* _To be done_: Change "Locate" to "Find" throughout the material below and keep everything else the same. Leave the pictures out of your answer.

(Photo-based point labeling data)
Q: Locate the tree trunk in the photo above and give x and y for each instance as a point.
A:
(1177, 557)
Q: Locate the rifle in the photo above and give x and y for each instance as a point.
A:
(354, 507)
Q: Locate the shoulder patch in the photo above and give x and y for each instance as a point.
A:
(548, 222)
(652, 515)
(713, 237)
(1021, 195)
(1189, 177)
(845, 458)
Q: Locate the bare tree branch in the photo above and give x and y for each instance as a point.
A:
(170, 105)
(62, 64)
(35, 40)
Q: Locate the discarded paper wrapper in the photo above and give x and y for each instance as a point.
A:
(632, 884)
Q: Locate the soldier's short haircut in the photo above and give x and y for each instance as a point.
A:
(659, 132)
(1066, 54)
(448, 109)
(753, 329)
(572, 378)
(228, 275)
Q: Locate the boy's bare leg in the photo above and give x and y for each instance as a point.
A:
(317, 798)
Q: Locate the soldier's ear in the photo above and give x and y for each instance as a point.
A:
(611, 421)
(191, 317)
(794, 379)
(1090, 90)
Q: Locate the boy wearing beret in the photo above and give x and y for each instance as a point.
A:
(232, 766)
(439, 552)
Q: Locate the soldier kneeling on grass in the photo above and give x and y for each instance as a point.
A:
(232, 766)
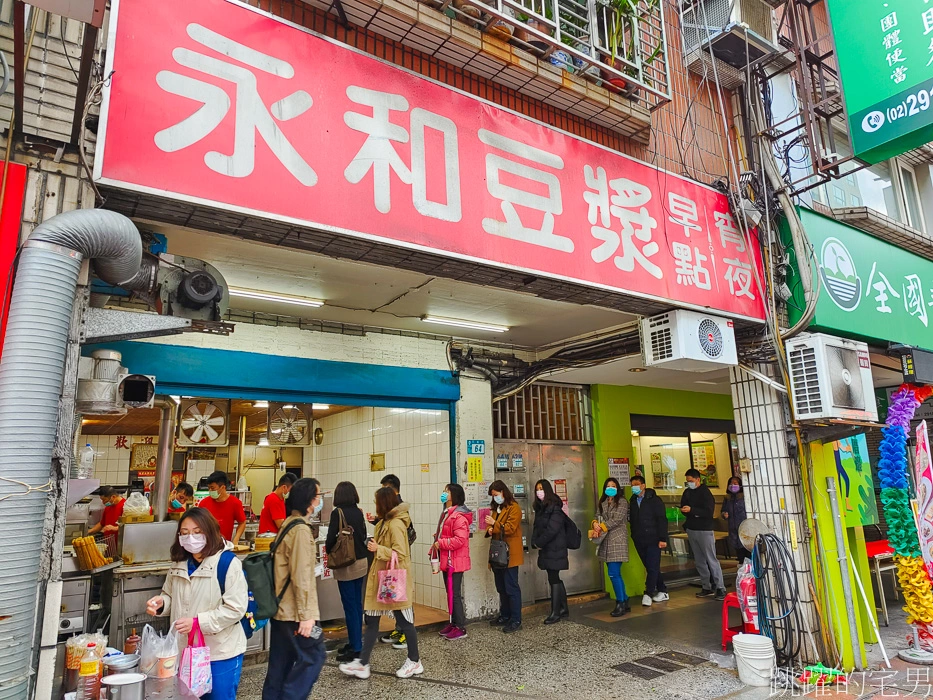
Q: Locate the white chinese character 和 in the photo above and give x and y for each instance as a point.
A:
(251, 116)
(550, 204)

* _Response_:
Q: Find the tree trunk in the photo above and give x and y for each instance as a point.
A:
(1177, 557)
Q: Find the rifle in the photo above and give x and y for each instance as a point.
A:
(354, 507)
Q: Find the shoulder patch in the photo above and give x and y for each instance as a point.
A:
(548, 222)
(652, 515)
(713, 237)
(1021, 195)
(1189, 177)
(845, 458)
Q: Find the bare tree branch in the photo above and give x and y for each instance as a point.
A:
(170, 105)
(62, 64)
(35, 40)
Q: Find the discarded paper wrapper in the photo above and give x and y for each instance as a point.
A:
(632, 884)
Q: Find the soldier's short haircut in the photo above and give x and y for each instance as a point.
A:
(659, 132)
(1066, 54)
(448, 109)
(753, 329)
(572, 378)
(228, 275)
Q: Find the boy's bare leg in the photo above and give x and y for each instance as a point.
A:
(317, 798)
Q: Find the soldier's ear in the photo above and give x and y for each instance as a point.
A:
(611, 421)
(191, 317)
(794, 379)
(1090, 90)
Q: Find the boy wearing beret in the photo above and give x and y for each instance as a point.
A:
(232, 766)
(439, 552)
Q: Find the soldier kneeling on grass in the photo above and give x and y for each instance as a point.
A:
(232, 766)
Q: Find the white chinese character 和 in the photo above and give x and y for each instance as a point.
A:
(251, 116)
(550, 204)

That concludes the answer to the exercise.